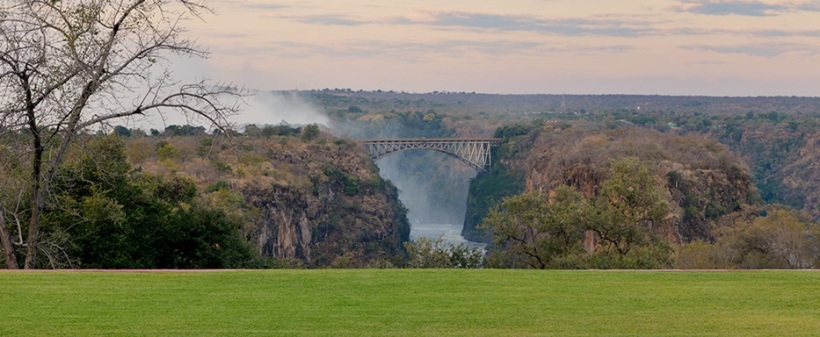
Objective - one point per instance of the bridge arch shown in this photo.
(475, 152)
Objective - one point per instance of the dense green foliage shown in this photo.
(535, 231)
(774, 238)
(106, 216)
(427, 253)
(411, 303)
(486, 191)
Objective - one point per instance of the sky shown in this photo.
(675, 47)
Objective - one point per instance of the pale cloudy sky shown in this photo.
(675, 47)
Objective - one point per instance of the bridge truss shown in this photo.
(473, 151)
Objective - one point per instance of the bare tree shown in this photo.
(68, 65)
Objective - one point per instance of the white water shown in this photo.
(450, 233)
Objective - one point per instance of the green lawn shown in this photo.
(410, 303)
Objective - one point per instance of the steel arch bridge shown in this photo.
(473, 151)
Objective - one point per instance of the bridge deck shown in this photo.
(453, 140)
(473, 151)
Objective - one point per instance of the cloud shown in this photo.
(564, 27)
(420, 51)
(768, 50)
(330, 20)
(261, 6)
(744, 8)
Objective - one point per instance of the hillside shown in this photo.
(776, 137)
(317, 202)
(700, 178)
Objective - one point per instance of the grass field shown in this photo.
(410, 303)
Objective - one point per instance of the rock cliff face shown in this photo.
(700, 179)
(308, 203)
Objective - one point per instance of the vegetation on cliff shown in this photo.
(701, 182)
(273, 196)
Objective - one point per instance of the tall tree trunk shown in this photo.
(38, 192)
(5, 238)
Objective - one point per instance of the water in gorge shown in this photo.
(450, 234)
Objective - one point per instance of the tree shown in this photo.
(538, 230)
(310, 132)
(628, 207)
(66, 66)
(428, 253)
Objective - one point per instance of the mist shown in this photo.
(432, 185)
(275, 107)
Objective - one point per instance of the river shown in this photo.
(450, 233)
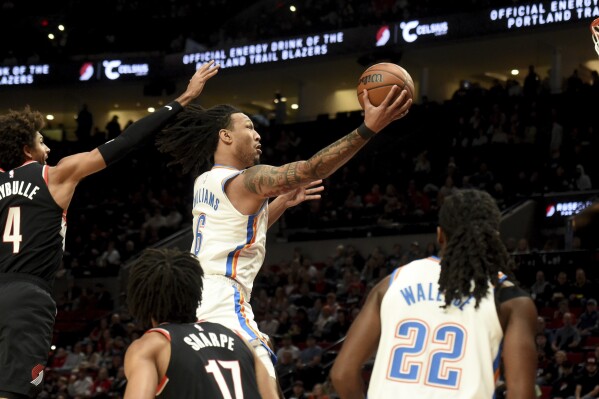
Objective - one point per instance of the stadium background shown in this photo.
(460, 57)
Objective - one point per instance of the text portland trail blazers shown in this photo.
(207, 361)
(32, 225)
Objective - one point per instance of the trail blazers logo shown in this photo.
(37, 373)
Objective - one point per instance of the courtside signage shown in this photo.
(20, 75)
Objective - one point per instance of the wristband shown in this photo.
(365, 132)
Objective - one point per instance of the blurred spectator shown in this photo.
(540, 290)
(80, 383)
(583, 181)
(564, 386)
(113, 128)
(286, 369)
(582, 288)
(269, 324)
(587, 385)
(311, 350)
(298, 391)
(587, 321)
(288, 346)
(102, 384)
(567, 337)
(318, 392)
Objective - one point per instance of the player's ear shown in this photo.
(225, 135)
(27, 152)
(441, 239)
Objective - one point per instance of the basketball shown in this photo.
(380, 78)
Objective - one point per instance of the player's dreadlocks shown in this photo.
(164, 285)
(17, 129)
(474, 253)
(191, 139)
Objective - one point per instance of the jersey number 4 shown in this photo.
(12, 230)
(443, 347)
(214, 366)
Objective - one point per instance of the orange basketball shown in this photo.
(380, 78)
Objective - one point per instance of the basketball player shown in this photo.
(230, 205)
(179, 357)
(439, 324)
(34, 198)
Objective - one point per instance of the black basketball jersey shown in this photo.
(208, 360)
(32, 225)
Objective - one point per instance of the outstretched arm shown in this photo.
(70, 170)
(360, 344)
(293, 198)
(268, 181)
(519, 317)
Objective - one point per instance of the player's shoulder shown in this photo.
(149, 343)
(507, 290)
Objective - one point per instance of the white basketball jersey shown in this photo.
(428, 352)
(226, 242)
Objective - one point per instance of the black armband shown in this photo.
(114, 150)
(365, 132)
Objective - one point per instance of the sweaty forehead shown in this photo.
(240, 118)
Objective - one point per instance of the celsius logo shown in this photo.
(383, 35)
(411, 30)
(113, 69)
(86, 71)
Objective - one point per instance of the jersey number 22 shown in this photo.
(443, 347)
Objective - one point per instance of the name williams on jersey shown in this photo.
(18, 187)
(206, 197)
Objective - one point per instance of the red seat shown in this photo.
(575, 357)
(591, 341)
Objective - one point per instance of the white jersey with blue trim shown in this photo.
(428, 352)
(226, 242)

* * *

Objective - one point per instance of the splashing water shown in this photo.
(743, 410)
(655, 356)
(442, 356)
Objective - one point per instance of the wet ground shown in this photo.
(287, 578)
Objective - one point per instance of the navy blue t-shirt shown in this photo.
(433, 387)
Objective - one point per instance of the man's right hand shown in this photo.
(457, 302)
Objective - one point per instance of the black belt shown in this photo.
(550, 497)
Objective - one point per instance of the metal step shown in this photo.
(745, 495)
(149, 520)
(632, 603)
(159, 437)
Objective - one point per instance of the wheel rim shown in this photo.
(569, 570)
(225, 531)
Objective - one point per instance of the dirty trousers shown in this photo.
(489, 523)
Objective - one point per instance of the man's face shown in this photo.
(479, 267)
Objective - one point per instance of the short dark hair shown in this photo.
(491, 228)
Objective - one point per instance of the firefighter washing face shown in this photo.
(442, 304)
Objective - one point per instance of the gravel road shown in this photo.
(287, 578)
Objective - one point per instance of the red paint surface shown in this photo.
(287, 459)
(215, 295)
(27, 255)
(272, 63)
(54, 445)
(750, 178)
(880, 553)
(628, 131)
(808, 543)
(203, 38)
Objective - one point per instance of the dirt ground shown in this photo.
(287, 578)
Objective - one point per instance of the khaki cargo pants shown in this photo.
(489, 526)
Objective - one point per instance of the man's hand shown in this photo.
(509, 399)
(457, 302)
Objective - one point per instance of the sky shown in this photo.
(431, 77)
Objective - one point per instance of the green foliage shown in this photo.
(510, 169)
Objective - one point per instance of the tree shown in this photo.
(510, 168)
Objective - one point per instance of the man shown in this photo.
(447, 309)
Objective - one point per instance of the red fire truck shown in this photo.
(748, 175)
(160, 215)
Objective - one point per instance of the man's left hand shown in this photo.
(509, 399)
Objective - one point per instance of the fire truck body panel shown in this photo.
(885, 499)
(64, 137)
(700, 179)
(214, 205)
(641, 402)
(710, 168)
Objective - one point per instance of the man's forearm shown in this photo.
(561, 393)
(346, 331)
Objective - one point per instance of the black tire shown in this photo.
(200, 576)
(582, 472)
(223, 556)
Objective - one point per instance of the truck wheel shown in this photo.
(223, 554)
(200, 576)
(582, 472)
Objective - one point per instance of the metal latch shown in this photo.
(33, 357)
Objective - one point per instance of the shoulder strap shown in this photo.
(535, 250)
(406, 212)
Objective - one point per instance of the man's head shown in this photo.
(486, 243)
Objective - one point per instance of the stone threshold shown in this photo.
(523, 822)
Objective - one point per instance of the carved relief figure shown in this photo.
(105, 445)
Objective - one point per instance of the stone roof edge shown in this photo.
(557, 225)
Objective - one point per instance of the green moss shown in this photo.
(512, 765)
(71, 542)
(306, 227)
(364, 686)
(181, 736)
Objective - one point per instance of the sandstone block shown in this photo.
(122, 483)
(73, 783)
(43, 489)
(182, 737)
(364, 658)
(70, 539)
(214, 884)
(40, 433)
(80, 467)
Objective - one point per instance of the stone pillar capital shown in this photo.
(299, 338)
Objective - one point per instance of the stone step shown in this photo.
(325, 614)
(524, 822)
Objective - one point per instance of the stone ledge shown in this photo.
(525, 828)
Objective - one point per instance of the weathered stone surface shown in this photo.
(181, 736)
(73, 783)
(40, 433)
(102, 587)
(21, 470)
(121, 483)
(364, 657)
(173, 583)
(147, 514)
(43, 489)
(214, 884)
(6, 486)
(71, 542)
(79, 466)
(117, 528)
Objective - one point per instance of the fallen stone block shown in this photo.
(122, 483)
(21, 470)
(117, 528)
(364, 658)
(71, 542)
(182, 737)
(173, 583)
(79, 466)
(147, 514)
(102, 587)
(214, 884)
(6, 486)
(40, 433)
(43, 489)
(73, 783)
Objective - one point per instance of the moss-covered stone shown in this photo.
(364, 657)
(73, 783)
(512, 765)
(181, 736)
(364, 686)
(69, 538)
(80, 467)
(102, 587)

§ **Stated exercise**:
Pick out every line of the items above that contains the word "hand" and copy each one in full. Case counts.

§ **Output for this task**:
Objective - one point per instance of the man's right hand shown in this photo.
Objective - one point per instance of the man's hand shown in this photo.
Objective - one point per instance of the man's left hand shown in this photo.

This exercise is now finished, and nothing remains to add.